- TEXTO FORNECIDO -
----

Simone DemolinariPsicanalista com Mestrado e dissertação em Anomalias Comportamentais, apresentadora na 102,9 e 98 FM

A necessidade da atualização emocional

Publicado em 22/05/2025 às 06:00.

Quando passamos por determinadas situações de dor e sofrimento, registramos em nossa mente as marcas de tal acontecimento, e isso, num processo inconsciente, pode vir a nos acompanhar por toda vida. Um exemplo pode ser o de uma criança que foi criada num ambiente de poucas condições materiais e por isso passou por situações de falta e vivenciou grandes privações. No ambiente escolar teve sua situação ainda mais escancarada ao comparar a sua vida à de alguns colegas mais abastados. Isso, ainda que de forma não elaborada, gerou alguns tipos de desconforto, constrangimento, tristeza, vergonha ou sensação de inadequação. Esses momentos geralmente são gravados na memória e carregados para vida toda. 

Continuando o raciocínio do exemplo, essa criança anteriormente pobre vira um adulto que através do seu empenho, trabalho e dedicação foi, aos poucos, conquistando uma carreira e uma boa condição material. Ao longo do tempo se torna um grande executivo bem remunerado, adquirindo uma estabilidade financeira e patrimonial. Aqueles que conhecem sua história o consideram um homem de sucesso e pensam que seu passado difícil ficou para trás. De fato ficou. Entretanto, em sua mente nem sempre é assim que ele se sente. O medo de que lhe falte algo prende o homem de sucesso à criança desprotegida. 

Os observadores não imaginam o tamanho de sua insegurança, porém ela existe. 

Nem tudo que reluz é ouro, assim como nem sempre quem venceu na vida consegue abandonar seus medos.

----

- ENUNCIADO A -
Reproduza literalmente o trecho do texto sobre atualização emocional de "Continuando o raciocínio" a "à criança desprotegida.".

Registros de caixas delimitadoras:
----

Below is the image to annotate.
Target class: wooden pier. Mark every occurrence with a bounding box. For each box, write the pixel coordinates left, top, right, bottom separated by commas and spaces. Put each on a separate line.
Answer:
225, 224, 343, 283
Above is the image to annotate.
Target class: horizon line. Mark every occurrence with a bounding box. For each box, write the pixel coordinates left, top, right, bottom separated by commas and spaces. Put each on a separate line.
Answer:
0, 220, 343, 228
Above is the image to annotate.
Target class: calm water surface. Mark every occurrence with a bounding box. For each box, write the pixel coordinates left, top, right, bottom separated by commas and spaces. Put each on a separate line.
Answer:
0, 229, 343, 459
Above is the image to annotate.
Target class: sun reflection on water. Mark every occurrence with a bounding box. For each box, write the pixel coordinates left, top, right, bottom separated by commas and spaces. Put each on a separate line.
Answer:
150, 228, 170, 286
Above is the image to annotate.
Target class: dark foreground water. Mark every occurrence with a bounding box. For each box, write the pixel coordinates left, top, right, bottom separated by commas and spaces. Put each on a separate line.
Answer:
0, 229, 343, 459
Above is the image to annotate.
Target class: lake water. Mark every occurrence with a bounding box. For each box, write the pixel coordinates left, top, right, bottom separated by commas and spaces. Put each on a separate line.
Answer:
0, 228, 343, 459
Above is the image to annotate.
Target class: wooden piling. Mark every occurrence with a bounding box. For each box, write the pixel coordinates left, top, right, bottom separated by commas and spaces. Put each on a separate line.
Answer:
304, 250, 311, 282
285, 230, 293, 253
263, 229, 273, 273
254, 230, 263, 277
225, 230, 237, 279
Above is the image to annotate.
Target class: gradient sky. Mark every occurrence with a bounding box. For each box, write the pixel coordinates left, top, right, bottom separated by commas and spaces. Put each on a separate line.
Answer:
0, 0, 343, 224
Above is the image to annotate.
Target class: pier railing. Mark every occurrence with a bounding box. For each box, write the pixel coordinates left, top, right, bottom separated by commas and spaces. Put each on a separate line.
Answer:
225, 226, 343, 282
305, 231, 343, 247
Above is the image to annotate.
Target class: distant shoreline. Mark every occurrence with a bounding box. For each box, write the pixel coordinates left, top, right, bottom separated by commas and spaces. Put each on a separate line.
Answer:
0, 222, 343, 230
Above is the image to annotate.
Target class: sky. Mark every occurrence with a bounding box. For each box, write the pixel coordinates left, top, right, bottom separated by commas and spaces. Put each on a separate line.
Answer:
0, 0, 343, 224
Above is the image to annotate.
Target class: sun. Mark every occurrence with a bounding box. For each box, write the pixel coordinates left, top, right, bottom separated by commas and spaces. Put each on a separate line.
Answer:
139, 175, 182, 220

----

- ENUNCIADO B -
Troque "wooden pier" por "fishing pier" nas entradas, do início delas até a linha com "225, 224, 343, 283", e devolva somente essas linhas, sem nenhuma outra mudança.

- RESULTADO A -
Continuando o raciocínio do exemplo, essa criança anteriormente pobre vira um adulto que através do seu empenho, trabalho e dedicação foi, aos poucos, conquistando uma carreira e uma boa condição material. Ao longo do tempo se torna um grande executivo bem remunerado, adquirindo uma estabilidade financeira e patrimonial. Aqueles que conhecem sua história o consideram um homem de sucesso e pensam que seu passado difícil ficou para trás. De fato ficou. Entretanto, em sua mente nem sempre é assim que ele se sente. O medo de que lhe falte algo prende o homem de sucesso à criança desprotegida.

- RESULTADO B -
Below is the image to annotate.
Target class: fishing pier. Mark every occurrence with a bounding box. For each box, write the pixel coordinates left, top, right, bottom separated by commas and spaces. Put each on a separate line.
Answer:
225, 224, 343, 283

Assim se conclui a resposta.